■ **THE TASK**: Every record must be retyped exactly as it reads.

■ **DATA SUPPLIED**:
============
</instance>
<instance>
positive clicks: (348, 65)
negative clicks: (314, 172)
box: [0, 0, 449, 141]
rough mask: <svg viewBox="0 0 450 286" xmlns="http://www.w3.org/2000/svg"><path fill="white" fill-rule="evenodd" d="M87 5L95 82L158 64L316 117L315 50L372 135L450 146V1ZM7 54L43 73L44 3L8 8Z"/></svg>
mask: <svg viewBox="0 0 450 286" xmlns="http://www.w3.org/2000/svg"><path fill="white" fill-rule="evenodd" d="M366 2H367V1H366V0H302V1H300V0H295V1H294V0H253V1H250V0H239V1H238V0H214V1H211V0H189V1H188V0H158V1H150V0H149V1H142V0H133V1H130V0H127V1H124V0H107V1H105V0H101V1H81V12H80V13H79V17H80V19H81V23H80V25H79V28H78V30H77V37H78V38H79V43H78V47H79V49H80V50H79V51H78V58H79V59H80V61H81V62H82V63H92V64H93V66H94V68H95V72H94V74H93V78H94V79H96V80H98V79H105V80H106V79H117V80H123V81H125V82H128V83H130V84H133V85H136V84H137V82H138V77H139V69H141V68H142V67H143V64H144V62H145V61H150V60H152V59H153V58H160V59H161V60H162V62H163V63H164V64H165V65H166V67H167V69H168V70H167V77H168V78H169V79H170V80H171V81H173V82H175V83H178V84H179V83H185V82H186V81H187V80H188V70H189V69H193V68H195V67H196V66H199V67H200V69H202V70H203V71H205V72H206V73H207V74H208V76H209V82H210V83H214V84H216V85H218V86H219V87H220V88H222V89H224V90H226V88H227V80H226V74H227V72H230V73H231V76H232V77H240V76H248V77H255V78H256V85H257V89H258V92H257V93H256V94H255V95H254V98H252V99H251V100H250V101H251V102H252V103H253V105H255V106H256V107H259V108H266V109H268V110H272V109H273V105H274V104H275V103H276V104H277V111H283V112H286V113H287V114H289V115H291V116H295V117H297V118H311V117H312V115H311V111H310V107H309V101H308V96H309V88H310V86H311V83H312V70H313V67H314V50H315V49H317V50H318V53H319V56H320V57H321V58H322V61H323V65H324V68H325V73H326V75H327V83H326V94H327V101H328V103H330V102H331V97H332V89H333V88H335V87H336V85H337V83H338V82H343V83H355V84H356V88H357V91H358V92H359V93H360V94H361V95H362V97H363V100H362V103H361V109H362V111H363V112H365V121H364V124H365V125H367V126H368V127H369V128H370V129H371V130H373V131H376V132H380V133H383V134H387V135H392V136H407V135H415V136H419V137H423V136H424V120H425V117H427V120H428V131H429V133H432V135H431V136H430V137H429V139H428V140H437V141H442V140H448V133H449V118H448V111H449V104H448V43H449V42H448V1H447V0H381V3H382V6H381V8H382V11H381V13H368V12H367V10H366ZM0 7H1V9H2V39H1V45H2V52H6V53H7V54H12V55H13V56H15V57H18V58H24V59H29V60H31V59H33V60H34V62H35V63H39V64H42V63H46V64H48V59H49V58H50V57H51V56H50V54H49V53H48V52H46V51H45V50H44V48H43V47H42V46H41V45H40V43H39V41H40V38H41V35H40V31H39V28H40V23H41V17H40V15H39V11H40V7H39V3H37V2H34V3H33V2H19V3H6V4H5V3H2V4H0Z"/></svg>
============
■ **EXERCISE RESULT**:
</instance>
<instance>
positive clicks: (348, 65)
negative clicks: (314, 172)
box: [0, 0, 449, 141]
rough mask: <svg viewBox="0 0 450 286" xmlns="http://www.w3.org/2000/svg"><path fill="white" fill-rule="evenodd" d="M87 5L95 82L158 64L316 117L315 50L372 135L450 146V1ZM7 54L43 73L44 3L8 8Z"/></svg>
mask: <svg viewBox="0 0 450 286" xmlns="http://www.w3.org/2000/svg"><path fill="white" fill-rule="evenodd" d="M366 2H367V1H366V0H302V1H300V0H295V1H294V0H253V1H250V0H239V1H238V0H214V1H211V0H189V1H188V0H158V1H150V0H149V1H142V0H133V1H130V0H127V1H124V0H107V1H105V0H101V1H81V12H80V13H79V17H80V19H81V23H80V25H79V28H78V30H77V37H78V38H79V43H78V47H79V49H80V50H79V51H78V58H79V59H80V61H81V62H82V63H92V64H93V66H94V68H95V72H94V74H93V78H94V79H96V80H98V79H105V80H106V79H117V80H123V81H125V82H128V83H130V84H133V85H136V84H137V82H138V77H139V69H141V68H142V67H143V64H144V62H145V61H150V60H152V59H153V58H160V59H161V60H162V62H163V63H164V64H165V65H166V67H167V69H168V70H167V77H168V78H169V79H170V80H171V81H173V82H175V83H178V84H179V83H185V82H186V81H187V80H188V70H189V69H193V68H195V67H196V66H199V67H200V69H202V70H203V71H205V72H206V73H207V74H208V76H209V82H210V83H214V84H216V85H218V86H219V87H220V88H222V89H224V90H226V88H227V80H226V74H227V72H230V73H231V76H232V77H240V76H248V77H255V78H256V85H257V89H258V92H257V93H256V94H255V95H254V98H252V99H251V100H250V101H251V102H252V103H253V105H255V106H256V107H259V108H266V109H268V110H272V109H273V105H274V104H275V103H276V104H277V111H283V112H286V113H287V114H289V115H291V116H295V117H297V118H311V117H312V115H311V111H310V107H309V101H308V96H309V88H310V86H311V83H312V70H313V67H314V50H315V49H317V50H318V53H319V56H320V57H321V58H322V61H323V65H324V68H325V73H326V75H327V83H326V94H327V101H328V103H330V102H331V97H332V89H333V88H335V87H336V85H337V83H338V82H343V83H355V84H356V88H357V91H358V92H359V93H360V94H361V95H362V97H363V100H362V103H361V109H362V111H363V112H365V121H364V124H365V125H367V126H368V127H369V128H370V129H371V130H373V131H376V132H380V133H383V134H387V135H392V136H407V135H415V136H419V137H423V136H424V120H425V117H427V120H428V131H429V133H432V135H431V136H430V137H429V139H428V140H437V141H442V140H448V133H449V118H448V111H449V104H448V43H449V42H448V1H447V0H381V3H382V6H381V8H382V11H381V13H368V12H367V10H366ZM0 7H1V9H2V39H1V45H2V52H6V53H7V54H12V55H13V56H15V57H18V58H24V59H29V60H31V59H33V60H34V62H35V63H39V64H42V63H46V64H48V59H49V58H50V57H51V56H50V54H49V53H48V52H46V51H45V50H44V48H43V47H42V46H41V45H40V43H39V41H40V38H41V35H40V31H39V28H40V23H41V17H40V15H39V11H40V7H39V3H37V2H34V3H33V2H19V3H6V4H5V3H2V4H0Z"/></svg>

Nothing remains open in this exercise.